» DOCUMENT SECTION
Blog

Ideas and insights from our team

Understanding Time Series Forecasting with Python


Vinta is a software studio whose focus is to produce high quality software and give clients great consulting advices to make their businesses grow. However, even though our main focus is web development, we also do our share of machine learning over here.

This article is the first of a few designed to show everything (or almost everything) you need to know about time series. It discusses what they are, how deal with them, how to choose forecast models and apply them to a real problem.

Time Series

Let’s start with time series, they are everywhere. From the total amount of rain that pours into a river per year, to stock markets, to weekly company sales, to speech recognition. But what are they?

Time series are:
               "An ordered sequence of values of a variable at equally spaced time intervals."

Analyzing this ordered data can reveal things that at first where not clear, such as unexpected trends, correlations and forecast trends in the future bringing a competitive advantage to anyone who uses it. For these reasons it can be applied to a wide range of fields.

A forecasting task usually involves five basic steps.

  1. Problem definition.
  2. Gathering information.
  3. Preliminary (exploratory) analysis.
  4. Choosing and fitting models.
  5. Using and evaluating a forecasting model.

We will go through all of them while analyzing bitcoin’s price.


1. Problem definition.

In this post the problem to be exploited will be: what’s gonna be bitcoin’s price in the near future. How to forecast a high-risk asset, whose price can unpredictably increase or decrease over a short period of time, and that can also be influenced by a wide range of factors?

You may think this is an impossible mission, but forecasts rarely assume that the environment is not changing. What is normally assumed is that the way in which the environment is changing will continue in the future. That is, a highly volatile environment will continue to be highly volatile, a business with fluctuating sales will continue to have fluctuating sales, and an economy that has gone through booms and busts will continue that way. Of course this is not a magic box. Time series only uses information on the variable to be forecast, and makes no attempt to discover the factors which affect its behavior. Thus, it will extrapolate trend and seasonal patterns, but it ignores all other information, such as marketing initiatives, competitor activity, changes in economic conditions, and so on. Unless that the data and series are modeled for it, supposing that some of these things can be modeled, such as competitor activity. Therefore beware that will be limitations.

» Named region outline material

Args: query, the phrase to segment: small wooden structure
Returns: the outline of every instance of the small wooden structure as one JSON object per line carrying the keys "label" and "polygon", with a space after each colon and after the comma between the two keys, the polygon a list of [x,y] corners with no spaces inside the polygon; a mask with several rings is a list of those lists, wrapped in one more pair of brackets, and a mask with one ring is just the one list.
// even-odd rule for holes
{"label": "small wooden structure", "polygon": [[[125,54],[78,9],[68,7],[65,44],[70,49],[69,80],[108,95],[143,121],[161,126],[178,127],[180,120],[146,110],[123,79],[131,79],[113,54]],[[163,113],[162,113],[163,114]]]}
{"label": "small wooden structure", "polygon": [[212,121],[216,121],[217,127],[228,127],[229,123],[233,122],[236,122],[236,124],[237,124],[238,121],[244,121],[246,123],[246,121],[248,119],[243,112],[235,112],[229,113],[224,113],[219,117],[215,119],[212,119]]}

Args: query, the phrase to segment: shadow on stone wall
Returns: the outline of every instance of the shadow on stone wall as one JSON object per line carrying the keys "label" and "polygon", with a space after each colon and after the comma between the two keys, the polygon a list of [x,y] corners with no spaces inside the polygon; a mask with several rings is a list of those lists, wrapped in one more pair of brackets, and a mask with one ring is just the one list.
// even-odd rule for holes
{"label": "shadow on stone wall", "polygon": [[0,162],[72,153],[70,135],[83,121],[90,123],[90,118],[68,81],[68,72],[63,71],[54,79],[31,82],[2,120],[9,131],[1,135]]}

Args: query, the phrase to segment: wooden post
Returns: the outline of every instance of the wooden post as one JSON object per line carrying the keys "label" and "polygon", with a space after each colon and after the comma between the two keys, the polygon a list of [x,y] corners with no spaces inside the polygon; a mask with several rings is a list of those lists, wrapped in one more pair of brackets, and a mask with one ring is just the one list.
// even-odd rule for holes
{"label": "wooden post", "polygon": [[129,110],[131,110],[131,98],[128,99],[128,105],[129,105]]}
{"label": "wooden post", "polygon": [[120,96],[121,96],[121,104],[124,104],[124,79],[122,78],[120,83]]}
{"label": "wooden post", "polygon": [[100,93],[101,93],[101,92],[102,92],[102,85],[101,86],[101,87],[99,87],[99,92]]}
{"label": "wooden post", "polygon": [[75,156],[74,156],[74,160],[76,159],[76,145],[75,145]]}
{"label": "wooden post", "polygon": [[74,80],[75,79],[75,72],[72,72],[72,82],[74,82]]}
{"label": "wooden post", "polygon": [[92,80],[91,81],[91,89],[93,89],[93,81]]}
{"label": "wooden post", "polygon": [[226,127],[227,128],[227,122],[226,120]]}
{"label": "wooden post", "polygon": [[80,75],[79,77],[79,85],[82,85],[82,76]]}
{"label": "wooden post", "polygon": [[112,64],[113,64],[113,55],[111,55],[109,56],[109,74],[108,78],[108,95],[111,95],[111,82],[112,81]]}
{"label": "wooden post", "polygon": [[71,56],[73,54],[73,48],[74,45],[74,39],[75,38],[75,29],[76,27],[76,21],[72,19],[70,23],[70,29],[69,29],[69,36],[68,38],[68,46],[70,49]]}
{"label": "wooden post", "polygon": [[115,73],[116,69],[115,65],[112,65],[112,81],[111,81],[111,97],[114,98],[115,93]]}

» TASKS TO COMPLETE
**A.** Revise the time series article starting at "Let’s start with" and ending at "range of fields.", changing "ordered" to "sequential".
**B.** Answer these questions from the time series article:
(i) How many basic steps does a forecasting task usually involve?
(ii) Whose price is analyzed while going through the steps?
(iii) What is Vinta's main focus?

» COMPLETE ANSWERS
**A.**
Let’s start with time series, they are everywhere. From the total amount of rain that pours into a river per year, to stock markets, to weekly company sales, to speech recognition. But what are they?

Time series are:
               "An sequential sequence of values of a variable at equally spaced time intervals."

Analyzing this sequential data can reveal things that at first where not clear, such as unexpected trends, correlations and forecast trends in the future bringing a competitive advantage to anyone who uses it. For these reasons it can be applied to a wide range of fields.

**B.**
(i) Five.
(ii) Bitcoin's.
(iii) Web development.